Continue the passage on Indonesian legal policy below, starting right after its last sentence about the 15 August 2014 state speech.

→ EXTRACTED TEXT

'''

On the other hand, the Chairman of the Indonesian Doctors Association, Zaenal Abidin, believes that the legalization of abortion needs to be reviewed. Zaenal argues that the provisions regarding abortion legalization are contrary to the ‘Hippocratic oath’ as well as to the Criminal Code, particularly regarding the crime against life. Conversely, the Minister of Health, Nafsiah Mboi, asserts that in principle, abortion is still prohibited. However, the ban can be excluded on the basis of medical emergency indications and pregnancy due to rape. Regarding the abortion on rape indications, Article 34 of the Government Regulation specifies that a pregnancy caused by rape must be proven by a medical certificate as well as expert explanation from the psychologist and police investigator. Regardless of the pros and cons of abortion legalization, the new government regulation has been in effect since the promulgation on 21 July 2014. (RA)
Legal Policy
Legal Aid Improvement Not Just About Budgeting Issue
On 15 August 2014, Indonesian President, Susilo Bambang Yudhoyono, delivered a routine state speech during the session together with the House of Representatives and House of Regional Representatives.

'''

→ THE DATA
'''

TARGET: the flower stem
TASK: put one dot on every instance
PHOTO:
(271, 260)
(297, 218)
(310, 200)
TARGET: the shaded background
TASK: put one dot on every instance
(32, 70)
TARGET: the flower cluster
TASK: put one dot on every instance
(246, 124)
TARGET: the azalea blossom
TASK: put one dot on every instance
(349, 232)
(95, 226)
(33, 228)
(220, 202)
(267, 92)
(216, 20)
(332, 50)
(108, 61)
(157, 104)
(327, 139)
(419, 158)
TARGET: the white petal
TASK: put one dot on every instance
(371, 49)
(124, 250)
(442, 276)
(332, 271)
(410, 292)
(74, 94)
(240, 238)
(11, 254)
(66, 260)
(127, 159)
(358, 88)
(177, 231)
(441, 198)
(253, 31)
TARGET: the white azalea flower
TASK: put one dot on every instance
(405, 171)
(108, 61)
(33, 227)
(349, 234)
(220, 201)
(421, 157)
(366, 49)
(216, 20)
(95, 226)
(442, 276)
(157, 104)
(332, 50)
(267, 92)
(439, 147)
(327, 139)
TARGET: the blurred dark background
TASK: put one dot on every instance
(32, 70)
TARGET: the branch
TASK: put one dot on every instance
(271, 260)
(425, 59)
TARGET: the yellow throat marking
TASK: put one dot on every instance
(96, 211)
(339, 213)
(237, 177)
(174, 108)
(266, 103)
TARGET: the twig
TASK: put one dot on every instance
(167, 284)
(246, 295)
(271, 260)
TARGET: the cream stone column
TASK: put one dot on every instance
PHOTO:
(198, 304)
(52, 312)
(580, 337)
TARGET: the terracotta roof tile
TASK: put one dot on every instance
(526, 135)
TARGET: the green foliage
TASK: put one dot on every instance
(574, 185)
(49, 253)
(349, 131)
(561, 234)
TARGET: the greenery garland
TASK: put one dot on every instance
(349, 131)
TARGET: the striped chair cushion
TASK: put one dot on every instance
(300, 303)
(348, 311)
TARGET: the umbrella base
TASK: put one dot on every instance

'''
'''

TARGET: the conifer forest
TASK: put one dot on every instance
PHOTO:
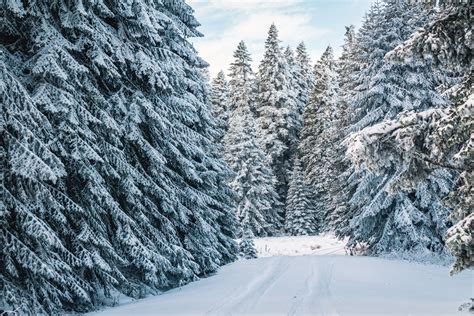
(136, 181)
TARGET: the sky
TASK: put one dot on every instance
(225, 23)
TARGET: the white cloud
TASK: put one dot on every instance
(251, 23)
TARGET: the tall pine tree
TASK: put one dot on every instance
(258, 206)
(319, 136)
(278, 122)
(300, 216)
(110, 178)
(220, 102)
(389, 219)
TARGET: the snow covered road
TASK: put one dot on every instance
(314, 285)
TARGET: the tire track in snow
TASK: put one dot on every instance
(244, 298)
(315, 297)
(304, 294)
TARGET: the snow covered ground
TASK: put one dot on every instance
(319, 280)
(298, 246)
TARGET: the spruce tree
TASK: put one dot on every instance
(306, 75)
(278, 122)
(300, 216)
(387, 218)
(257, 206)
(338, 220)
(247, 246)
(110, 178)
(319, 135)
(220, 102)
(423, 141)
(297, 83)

'''

→ EXERCISE RESPONSE
The President’s state speech mentioned quite a number of things in regard to legal reform in Indonesia. In addition to addressing the issue on legal mafias and corruption eradication, the President also emphasized the importance of legal aid for the Indonesian people. The President specifically expressed the need to increase budgeting towards legal aid, in order to ease the access of legal aid for the whole society.
The supporting position of the President towards the efforts of improving legal aid should be appreciated. The statement in his speech is also a form of implementation of the state’s commitments regulated in Law No. 16 Year 2011 on Legal Aid. Certainly, improving legal aid is not just about the nominal significance, but also the high political commitment towards the implementation of optimal legal aid.
In addition to the appreciation given, there were other important notes needed to be considered during the speech on legal aid. The speech was given in accordance to the Indonesian Independence Day was the last speech from Susilo Bambang Yudhoyono’s . His remarks on the topic to increase legal aid budget should be seen as an expectation, not a commitment going to be implemented by the government. The appeal stated by Susilo Bambang Yudhoyono still has uncertainty and it all, depends on the upcoming government. In addition to this, challenges while implementing legal aid is not only concerning budget, but also the complicated mechanisms to obtain the legal aid itself. This causes administrative difficulties to implement the legal aid; which hasn’t yet gone through the process to provide the legal aid itself. Other fundamental challenge is the unavailability to provide legal aid to remote areas of Indonesia. Legal aid providers are still only positioned in large cities, which add the difficulties for people in remote areas to obtain it.
With many other issues besides the lack of budgeting in the implementation of legal aid, the current administration should conduct a thorough evaluation.
The result should be handed over to the upcoming administration to be followed. As part of transparency duty to the public; the result should be publicized and accessible to all legal aid stakeholders. (FN)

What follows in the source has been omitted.